Data for processing:

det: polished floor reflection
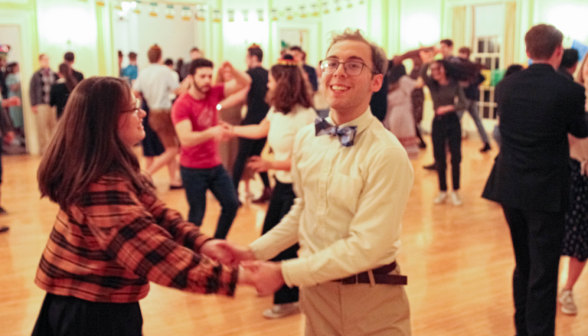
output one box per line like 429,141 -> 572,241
0,138 -> 586,336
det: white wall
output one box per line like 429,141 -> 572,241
535,0 -> 588,47
36,0 -> 100,76
113,6 -> 197,70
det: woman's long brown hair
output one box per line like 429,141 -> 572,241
58,63 -> 78,92
38,77 -> 148,210
266,63 -> 313,114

What you have to do:
Repeat exactly, please: transcribe each entry and leave out the pictures.

Solution to the exercise:
det: polished floor reflection
output one box per line like 429,141 -> 572,241
0,138 -> 586,336
det: white wall
output one box per line like 429,141 -> 572,241
535,0 -> 588,47
36,0 -> 100,76
113,6 -> 197,70
det: woman's long brown hair
output one box per line like 429,141 -> 572,241
58,63 -> 78,92
38,77 -> 148,210
266,63 -> 313,114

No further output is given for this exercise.